Exercise instructions –
List each line of the records below that contains the word "baseball", treating uppercase and lowercase letters as different.

[Collected data entries]
----
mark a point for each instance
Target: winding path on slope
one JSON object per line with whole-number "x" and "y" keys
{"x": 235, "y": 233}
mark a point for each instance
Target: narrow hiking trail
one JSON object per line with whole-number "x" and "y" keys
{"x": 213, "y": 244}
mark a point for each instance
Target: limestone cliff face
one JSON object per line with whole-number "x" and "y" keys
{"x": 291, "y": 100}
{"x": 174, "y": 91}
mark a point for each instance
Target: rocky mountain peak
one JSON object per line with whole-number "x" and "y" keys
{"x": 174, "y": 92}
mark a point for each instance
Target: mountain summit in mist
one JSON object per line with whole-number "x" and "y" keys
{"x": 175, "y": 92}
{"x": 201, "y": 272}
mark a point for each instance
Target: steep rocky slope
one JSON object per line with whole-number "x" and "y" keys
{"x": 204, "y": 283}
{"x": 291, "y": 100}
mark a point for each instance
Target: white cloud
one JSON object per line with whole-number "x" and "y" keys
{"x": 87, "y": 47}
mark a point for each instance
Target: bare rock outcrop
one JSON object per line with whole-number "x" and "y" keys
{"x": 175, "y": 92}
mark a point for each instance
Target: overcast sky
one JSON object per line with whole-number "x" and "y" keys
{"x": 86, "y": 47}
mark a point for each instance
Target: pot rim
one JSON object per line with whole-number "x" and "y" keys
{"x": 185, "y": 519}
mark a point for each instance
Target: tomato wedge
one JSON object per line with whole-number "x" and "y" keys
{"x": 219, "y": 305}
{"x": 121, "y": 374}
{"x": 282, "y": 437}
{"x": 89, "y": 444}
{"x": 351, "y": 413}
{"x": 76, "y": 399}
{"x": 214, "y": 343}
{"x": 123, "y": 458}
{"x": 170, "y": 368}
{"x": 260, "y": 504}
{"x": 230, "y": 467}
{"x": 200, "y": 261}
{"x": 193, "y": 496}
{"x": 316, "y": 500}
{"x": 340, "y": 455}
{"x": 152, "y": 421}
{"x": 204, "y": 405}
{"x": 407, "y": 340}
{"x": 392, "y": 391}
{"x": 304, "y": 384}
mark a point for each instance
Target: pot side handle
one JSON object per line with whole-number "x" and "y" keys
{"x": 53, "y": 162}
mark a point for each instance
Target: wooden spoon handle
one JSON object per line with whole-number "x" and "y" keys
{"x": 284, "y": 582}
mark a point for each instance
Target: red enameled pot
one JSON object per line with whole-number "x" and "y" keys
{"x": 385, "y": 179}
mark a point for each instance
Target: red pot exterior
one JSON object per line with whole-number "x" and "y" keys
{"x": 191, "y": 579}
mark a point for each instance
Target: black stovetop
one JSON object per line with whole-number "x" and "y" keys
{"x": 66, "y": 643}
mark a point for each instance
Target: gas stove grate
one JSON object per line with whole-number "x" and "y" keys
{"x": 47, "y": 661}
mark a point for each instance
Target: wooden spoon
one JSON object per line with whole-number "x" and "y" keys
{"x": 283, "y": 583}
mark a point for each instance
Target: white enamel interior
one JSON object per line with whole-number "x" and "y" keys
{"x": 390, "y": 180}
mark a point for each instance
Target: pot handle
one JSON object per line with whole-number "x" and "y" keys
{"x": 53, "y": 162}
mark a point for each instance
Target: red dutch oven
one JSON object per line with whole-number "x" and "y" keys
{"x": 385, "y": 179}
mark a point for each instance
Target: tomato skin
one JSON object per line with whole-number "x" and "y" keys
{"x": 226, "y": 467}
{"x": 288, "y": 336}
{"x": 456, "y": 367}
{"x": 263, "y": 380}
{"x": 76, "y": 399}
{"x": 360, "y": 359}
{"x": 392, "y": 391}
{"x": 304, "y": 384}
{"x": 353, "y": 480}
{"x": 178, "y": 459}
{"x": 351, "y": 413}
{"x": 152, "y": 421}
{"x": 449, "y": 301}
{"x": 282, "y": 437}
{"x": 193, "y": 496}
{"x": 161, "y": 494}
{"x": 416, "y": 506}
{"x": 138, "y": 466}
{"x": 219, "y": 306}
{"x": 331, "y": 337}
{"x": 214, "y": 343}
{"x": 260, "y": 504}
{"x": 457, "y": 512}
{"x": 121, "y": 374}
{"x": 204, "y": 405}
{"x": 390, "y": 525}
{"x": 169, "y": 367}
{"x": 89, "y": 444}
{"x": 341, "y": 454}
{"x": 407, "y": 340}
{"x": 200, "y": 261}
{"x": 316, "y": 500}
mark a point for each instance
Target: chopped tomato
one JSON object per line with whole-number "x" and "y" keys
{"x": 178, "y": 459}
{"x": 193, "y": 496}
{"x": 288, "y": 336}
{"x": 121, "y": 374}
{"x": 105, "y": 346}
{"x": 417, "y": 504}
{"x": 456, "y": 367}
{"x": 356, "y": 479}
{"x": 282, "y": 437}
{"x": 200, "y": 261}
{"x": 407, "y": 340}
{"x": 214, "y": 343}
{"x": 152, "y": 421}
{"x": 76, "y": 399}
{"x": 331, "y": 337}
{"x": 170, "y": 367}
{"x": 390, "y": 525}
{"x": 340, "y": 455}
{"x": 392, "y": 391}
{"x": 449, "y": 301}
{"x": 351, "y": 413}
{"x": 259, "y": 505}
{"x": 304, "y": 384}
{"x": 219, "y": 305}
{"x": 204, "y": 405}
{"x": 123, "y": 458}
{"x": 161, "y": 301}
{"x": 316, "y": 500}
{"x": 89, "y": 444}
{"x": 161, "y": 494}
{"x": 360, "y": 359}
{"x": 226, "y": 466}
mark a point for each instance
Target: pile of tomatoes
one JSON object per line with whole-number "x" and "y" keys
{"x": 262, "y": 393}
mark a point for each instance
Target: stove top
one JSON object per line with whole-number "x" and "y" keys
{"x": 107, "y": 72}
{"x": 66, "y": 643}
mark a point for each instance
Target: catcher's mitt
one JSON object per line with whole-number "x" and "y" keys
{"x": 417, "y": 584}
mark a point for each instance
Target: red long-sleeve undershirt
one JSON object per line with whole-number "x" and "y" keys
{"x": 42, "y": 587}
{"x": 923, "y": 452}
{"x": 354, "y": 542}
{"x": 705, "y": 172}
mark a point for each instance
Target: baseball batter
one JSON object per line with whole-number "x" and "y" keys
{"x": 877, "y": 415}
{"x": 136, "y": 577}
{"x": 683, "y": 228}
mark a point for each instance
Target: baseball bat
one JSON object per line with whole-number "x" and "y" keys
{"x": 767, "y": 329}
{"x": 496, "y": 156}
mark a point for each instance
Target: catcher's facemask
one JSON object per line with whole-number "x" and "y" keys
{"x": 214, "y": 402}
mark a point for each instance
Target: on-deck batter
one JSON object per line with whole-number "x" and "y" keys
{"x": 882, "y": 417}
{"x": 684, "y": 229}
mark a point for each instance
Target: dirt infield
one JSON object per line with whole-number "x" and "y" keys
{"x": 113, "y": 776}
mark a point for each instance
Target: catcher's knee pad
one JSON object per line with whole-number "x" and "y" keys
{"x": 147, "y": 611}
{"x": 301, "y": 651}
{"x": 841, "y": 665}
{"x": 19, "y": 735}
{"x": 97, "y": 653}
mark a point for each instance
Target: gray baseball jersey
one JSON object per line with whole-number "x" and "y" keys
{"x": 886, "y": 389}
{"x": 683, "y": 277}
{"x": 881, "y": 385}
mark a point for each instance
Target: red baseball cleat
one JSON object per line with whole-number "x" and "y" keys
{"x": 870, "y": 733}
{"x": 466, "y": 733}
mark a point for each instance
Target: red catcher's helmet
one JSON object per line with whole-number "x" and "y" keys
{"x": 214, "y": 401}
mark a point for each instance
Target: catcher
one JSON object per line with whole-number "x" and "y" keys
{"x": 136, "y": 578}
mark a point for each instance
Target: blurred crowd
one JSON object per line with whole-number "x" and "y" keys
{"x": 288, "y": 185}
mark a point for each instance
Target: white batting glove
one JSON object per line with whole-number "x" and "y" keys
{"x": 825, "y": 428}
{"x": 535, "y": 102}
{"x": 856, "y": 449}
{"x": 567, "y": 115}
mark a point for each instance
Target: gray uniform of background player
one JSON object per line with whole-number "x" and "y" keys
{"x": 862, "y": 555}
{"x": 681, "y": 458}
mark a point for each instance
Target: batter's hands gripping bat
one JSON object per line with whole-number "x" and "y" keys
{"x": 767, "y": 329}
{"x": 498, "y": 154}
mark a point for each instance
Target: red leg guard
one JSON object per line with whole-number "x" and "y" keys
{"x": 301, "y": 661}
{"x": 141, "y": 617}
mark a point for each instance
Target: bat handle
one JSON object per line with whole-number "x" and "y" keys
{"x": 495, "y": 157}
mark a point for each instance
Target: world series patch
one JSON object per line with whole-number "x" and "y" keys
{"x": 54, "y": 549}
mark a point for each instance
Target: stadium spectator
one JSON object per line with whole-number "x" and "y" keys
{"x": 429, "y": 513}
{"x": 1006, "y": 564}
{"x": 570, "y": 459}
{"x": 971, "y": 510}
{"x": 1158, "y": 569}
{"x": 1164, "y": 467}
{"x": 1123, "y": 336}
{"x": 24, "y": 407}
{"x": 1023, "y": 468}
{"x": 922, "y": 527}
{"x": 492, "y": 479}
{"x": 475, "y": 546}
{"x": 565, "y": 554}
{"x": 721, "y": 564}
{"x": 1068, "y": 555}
----
Result of the exercise –
Target: baseball batter
Target: baseball bat
Target: gray baseball jersey
Target: red baseball cleat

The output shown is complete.